→ **Selected text**:
┌──

There has always been a lead doctor on this show who has thought outside the box to cover every issue he has faced in the hospital and in his personal life outside of it. He is now hinting at branching out to fix what he sees as an ongoing issue in the medical community. Instead of working independently, he spends the show doing what he does best, solving problems. By the time the show was over, he had arranged a trade of medical goods and drugs between four other hospitals and got the drug he needed for his hospital by opening a line of communication between them all.
Another doctor is struggling to go back to working in the emergency department after the pandemic is subsiding. She became so involved with patient care in the time of crisis that she is having a tough time handing patients off to other departments, as things were before Covid-19. It brings a new depth to the term essential worker, by highlighting the loss of responsibility for her and having a colleague reminding her she is still helping and saving people every day differently. As a former addict, this character struggles with a new addiction this season, not to painkillers, but to adrenalin.
In all the shows, the masks and safety equipment are visible, and we can see the strain on the faces of the actors. Some have makeup depicting wounds on their faces from wearing the masks continuously, again something that evokes a response from me. They are doing their jobs, showing us what it is like inside the hospitals, what people like my sister and other essential workers are going through and have been for almost a year. I have an enormous amount of respect for the essential workers, who are doing more than just their jobs, they are separating from their families to keep them from catching this virus. With only their colleagues as their companions for them, day in and day out, it would be an extra strain on them on top of everything else.
Something I have not seen yet in much of these shows is the effect of people not getting the medical treatment they need because of the world holding its collective breath as we fight this disease. It is something I have seen in my small province, and I have also heard of this happening to other people who live far away. It is a subject that I feel strongly about. There are people who live here without a family doctor, and the walk-in clinics are overrun with people who need to see a doctor. It has been an issue since I moved here, almost 20 years ago. A family doctor can keep your medical history and is important to have, especially for chronic conditions. People have been turned away or sent home from the hospital without getting the support they need, whether it is for mental or physical health issues even before the pandemic. Our healthcare system is one of the best in the world, but it is not perfect and this is something that needs to change for the better.

└──

→ **Data under study**:
┌──

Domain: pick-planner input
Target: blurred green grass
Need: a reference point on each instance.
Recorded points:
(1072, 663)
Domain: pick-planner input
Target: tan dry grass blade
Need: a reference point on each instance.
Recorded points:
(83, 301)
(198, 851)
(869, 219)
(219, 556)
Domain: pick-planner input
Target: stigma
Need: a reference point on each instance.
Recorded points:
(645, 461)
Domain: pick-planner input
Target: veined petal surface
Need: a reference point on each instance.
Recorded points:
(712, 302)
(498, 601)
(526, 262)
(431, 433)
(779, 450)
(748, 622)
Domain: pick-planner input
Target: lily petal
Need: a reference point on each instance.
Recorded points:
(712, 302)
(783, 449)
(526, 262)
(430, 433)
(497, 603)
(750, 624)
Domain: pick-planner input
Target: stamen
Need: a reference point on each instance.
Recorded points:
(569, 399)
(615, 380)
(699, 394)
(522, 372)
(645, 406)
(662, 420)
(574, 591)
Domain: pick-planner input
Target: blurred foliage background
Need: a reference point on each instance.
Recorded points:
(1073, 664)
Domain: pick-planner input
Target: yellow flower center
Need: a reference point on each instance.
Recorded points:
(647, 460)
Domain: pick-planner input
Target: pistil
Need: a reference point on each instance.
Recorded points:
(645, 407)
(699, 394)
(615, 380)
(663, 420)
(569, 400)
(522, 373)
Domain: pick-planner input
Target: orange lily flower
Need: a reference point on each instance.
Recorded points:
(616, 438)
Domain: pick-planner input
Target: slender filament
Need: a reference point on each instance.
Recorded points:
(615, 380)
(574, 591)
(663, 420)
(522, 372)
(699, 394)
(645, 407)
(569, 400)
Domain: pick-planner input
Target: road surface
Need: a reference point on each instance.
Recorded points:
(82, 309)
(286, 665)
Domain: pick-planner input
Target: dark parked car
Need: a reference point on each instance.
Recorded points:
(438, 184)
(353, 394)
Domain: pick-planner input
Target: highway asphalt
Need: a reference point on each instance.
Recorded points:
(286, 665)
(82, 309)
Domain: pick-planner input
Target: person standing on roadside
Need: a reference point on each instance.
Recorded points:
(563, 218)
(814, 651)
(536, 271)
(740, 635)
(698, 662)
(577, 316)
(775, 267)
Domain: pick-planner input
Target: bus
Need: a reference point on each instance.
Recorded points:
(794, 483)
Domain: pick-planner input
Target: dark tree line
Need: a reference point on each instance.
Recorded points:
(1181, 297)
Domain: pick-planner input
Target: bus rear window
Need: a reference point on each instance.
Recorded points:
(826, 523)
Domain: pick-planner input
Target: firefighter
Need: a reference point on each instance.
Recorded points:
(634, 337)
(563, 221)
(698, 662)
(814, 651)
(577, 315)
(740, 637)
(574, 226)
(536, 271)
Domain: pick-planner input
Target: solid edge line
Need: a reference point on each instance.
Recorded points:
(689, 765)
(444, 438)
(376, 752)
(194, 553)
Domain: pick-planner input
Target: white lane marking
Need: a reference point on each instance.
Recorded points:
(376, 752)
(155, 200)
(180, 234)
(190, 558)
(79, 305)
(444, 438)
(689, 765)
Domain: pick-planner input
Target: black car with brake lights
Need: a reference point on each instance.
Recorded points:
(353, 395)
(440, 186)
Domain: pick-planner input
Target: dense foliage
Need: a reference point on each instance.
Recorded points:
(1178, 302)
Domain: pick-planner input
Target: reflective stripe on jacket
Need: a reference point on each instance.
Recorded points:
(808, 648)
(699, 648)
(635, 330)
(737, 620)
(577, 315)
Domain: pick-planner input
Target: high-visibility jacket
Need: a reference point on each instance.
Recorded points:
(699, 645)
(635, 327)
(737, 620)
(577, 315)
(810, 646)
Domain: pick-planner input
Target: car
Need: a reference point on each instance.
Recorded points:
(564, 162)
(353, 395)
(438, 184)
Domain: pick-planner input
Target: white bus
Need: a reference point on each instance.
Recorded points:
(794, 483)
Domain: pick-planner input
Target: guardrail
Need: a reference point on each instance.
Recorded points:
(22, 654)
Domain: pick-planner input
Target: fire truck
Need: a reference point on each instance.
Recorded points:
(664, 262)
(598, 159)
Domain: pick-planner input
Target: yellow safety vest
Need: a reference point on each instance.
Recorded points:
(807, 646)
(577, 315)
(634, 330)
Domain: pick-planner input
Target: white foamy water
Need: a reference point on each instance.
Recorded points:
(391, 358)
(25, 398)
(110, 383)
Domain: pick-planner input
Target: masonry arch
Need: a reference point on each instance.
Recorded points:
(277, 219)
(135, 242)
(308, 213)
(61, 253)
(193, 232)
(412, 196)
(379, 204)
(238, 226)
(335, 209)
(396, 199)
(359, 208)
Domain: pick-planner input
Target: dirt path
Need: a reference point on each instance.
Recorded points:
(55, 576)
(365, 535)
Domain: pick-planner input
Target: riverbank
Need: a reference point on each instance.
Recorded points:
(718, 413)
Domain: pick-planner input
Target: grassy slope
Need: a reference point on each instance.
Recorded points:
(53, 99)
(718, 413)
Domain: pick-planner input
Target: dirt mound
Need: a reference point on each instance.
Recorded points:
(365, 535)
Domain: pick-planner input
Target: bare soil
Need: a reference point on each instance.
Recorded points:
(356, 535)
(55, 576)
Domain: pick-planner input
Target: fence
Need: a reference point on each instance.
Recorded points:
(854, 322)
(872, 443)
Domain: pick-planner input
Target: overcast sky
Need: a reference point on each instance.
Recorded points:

└──

→ **Task 1**: From the final paragraph of the text on pandemic hospital shows, list every problem with access to medical care that the writer describes.
→ **Task 2**:
Answer these questions from the text on pandemic hospital shows:
(a) How many other hospitals did the lead doctor arrange a trade between?
(b) What is the former addict's new addiction this season?
(c) About how long ago did the writer move here?
→ **Task 3**: Return the passage of the text on pandemic hospital shows from "There has always" up to and including "between them all.".

→ **Expected output 1**:
- People not getting the medical treatment they need while the world fights the disease
- People living there without a family doctor
- Walk-in clinics overrun with people who need to see a doctor
- People turned away or sent home from the hospital without the support they need for mental or physical health issues

→ **Expected output 2**:
(a) Four.
(b) Adrenalin.
(c) Almost 20 years ago.

→ **Expected output 3**:
There has always been a lead doctor on this show who has thought outside the box to cover every issue he has faced in the hospital and in his personal life outside of it. He is now hinting at branching out to fix what he sees as an ongoing issue in the medical community. Instead of working independently, he spends the show doing what he does best, solving problems. By the time the show was over, he had arranged a trade of medical goods and drugs between four other hospitals and got the drug he needed for his hospital by opening a line of communication between them all.